◆ Pedidos:
**A)** Com base no texto sobre a festa da Ascensão, responda:
(i) Quem traduziu o comentário?
(ii) Qual passagem do Evangelho é indicada para o domingo de 2 de junho?
(iii) Em qual livro Lucas apresenta a Ascensão como evento inicial da vida da Igreja?
**B)** Cite literalmente o trecho do texto sobre a festa da Ascensão que começa em "A supressão, na" e segue até "hoje na liturgia).".

◆ Texto fornecido:

_ _ _ _

31 Mai 2019
Publicamos aqui o comentário do monge italiano Enzo Bianchi, fundador da Comunidade de Bose, sobre o Evangelho deste domingo, festa da Ascensão do Senhor, 2 de junho (Lucas 24, 46-53). A tradução é de Moisés Sbardelotto.
A supressão, na Itália, da festa da Ascensão (quinta-feira da VI Semana, 40 dias depois da Páscoa) e o seu consequente deslocamento para o domingo posterior, infelizmente, não nos permitem contemplar o mistério da intercessão do Ressuscitado junto do Pai (VII Domingo de Páscoa). Hoje, portanto, na Igreja italiana [e brasileira], celebra-se a Ascensão, evento pascal que Lucas relata no seu Evangelho (o trecho de hoje) como evento final da vida de Jesus de Nazaré e nos Atos dos Apóstolos como evento inicial da vida da Igreja (cf. At 1, 1-11, também este proclamado hoje na liturgia).

_ _ _ _

◆ Registros extraídos:
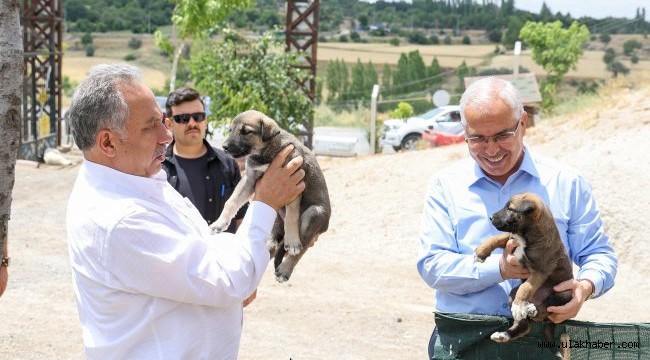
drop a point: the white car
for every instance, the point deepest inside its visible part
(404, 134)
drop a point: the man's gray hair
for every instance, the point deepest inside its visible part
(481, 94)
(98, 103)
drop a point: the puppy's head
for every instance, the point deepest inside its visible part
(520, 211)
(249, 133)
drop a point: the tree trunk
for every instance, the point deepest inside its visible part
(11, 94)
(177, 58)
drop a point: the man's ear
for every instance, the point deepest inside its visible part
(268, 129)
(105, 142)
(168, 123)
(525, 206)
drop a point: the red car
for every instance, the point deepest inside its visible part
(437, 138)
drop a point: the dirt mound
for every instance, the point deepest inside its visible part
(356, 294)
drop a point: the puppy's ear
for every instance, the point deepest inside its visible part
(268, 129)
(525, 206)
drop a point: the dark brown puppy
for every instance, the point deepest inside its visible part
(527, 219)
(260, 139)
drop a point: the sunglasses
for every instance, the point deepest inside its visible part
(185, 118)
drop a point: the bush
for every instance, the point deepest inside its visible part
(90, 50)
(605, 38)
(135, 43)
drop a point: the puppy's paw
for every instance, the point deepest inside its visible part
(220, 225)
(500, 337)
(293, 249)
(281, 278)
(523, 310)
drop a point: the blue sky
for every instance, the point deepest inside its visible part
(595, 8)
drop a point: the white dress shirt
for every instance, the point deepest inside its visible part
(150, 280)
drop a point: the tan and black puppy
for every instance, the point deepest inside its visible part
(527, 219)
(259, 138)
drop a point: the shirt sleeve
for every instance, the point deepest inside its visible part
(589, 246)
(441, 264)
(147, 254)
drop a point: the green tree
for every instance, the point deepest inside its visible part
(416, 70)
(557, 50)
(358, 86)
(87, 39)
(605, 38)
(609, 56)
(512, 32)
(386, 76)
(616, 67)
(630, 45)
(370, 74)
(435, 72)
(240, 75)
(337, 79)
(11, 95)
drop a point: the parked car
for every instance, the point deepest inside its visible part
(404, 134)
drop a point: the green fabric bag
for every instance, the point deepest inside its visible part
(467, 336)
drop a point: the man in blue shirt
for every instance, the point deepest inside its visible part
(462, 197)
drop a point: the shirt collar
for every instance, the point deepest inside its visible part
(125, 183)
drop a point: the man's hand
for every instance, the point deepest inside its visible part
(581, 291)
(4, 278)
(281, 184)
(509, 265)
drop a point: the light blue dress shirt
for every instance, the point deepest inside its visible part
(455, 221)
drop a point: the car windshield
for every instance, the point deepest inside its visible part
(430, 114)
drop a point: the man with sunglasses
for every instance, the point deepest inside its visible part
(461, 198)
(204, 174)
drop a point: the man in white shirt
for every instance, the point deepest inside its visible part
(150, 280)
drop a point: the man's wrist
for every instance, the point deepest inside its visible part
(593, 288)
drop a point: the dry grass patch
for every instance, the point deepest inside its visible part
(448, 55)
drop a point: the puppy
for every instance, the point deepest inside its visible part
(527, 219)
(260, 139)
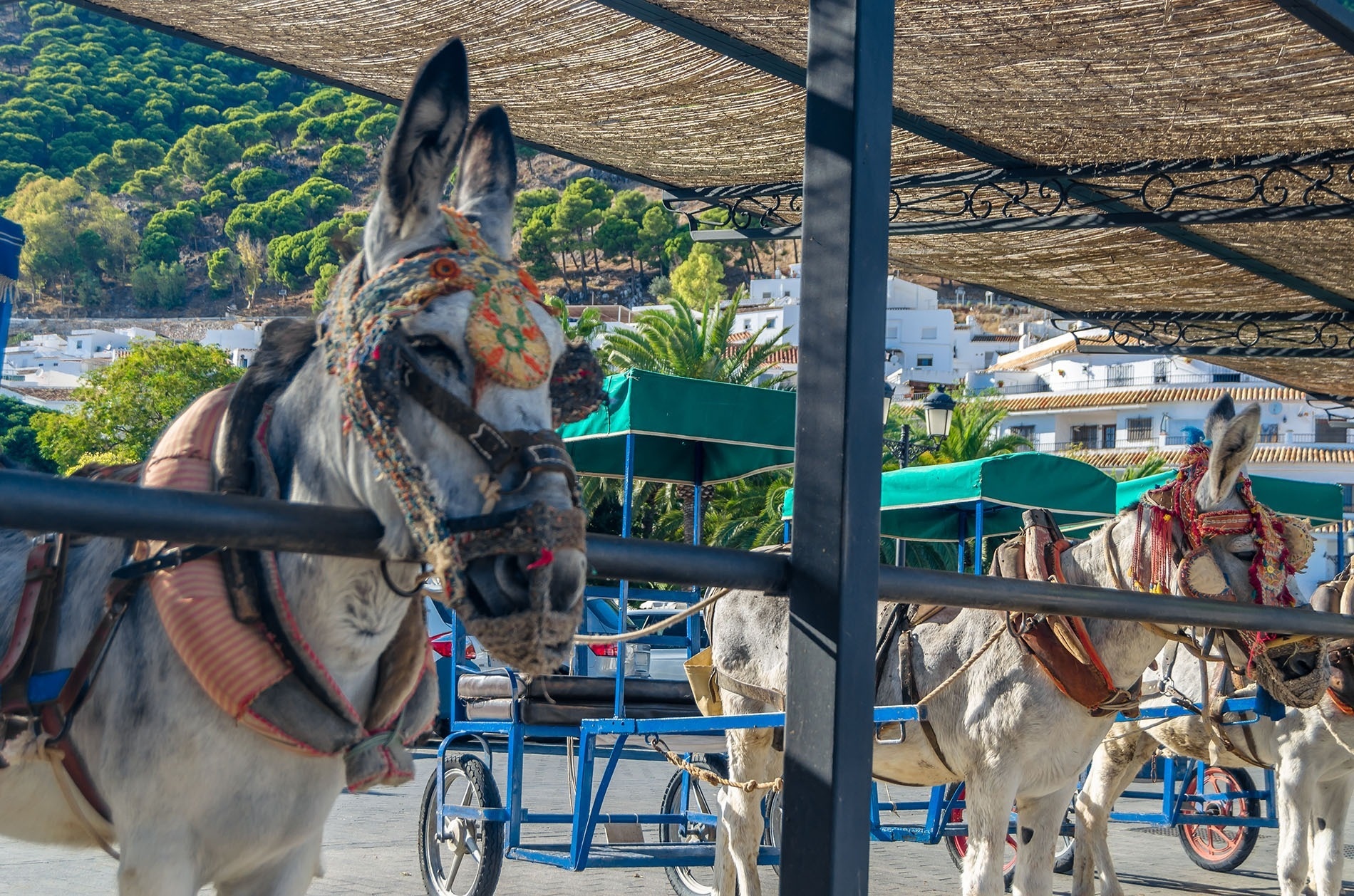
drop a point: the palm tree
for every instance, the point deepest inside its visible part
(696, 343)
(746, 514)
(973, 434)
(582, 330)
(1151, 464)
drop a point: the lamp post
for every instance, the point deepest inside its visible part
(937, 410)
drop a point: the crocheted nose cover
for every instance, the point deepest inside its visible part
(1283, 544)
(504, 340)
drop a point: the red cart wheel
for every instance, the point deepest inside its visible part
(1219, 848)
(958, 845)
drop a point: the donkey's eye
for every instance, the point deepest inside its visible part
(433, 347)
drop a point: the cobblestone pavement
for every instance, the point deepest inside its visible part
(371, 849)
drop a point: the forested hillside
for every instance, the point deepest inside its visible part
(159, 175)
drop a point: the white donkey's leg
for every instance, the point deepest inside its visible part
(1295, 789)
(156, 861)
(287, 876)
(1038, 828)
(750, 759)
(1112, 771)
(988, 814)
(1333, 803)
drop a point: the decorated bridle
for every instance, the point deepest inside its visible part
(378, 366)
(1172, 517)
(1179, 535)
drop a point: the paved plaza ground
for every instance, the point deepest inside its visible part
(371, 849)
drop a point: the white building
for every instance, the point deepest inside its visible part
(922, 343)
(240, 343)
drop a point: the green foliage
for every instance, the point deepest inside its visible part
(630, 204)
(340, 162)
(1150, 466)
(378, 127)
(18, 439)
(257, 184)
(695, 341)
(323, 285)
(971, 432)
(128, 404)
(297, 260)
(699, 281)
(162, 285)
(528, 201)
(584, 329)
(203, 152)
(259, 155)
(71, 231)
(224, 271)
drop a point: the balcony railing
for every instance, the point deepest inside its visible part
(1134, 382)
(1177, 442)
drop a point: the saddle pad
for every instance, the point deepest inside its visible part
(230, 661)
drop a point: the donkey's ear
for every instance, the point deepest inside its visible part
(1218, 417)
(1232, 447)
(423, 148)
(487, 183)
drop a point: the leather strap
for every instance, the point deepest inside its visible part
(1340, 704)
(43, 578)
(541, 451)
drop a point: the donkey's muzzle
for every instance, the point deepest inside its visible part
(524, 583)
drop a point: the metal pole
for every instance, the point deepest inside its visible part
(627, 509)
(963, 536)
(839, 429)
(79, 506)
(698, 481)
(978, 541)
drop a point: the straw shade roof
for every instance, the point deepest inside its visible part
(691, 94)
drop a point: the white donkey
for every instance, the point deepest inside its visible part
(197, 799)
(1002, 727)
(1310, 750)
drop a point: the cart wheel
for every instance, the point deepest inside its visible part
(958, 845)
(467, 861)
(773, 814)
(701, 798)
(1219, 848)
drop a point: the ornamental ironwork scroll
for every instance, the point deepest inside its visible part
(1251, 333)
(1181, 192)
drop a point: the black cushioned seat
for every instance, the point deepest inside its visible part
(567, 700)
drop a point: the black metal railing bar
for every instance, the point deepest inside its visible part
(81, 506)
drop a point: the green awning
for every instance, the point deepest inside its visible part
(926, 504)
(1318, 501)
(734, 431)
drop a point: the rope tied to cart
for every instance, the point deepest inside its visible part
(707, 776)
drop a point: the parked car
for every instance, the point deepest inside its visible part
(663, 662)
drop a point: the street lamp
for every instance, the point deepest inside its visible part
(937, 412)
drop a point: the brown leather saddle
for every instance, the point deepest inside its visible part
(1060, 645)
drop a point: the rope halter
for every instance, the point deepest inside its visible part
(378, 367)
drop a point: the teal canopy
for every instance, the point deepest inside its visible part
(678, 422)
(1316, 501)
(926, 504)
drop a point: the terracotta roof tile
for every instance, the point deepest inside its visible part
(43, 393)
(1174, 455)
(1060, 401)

_ _ _ _

◆ Respostas dos exercícios:
**A)**
(i) Moisés Sbardelotto.
(ii) Lucas 24, 46-53.
(iii) Nos Atos dos Apóstolos.

**B)**
A supressão, na Itália, da festa da Ascensão (quinta-feira da VI Semana, 40 dias depois da Páscoa) e o seu consequente deslocamento para o domingo posterior, infelizmente, não nos permitem contemplar o mistério da intercessão do Ressuscitado junto do Pai (VII Domingo de Páscoa). Hoje, portanto, na Igreja italiana [e brasileira], celebra-se a Ascensão, evento pascal que Lucas relata no seu Evangelho (o trecho de hoje) como evento final da vida de Jesus de Nazaré e nos Atos dos Apóstolos como evento inicial da vida da Igreja (cf. At 1, 1-11, também este proclamado hoje na liturgia).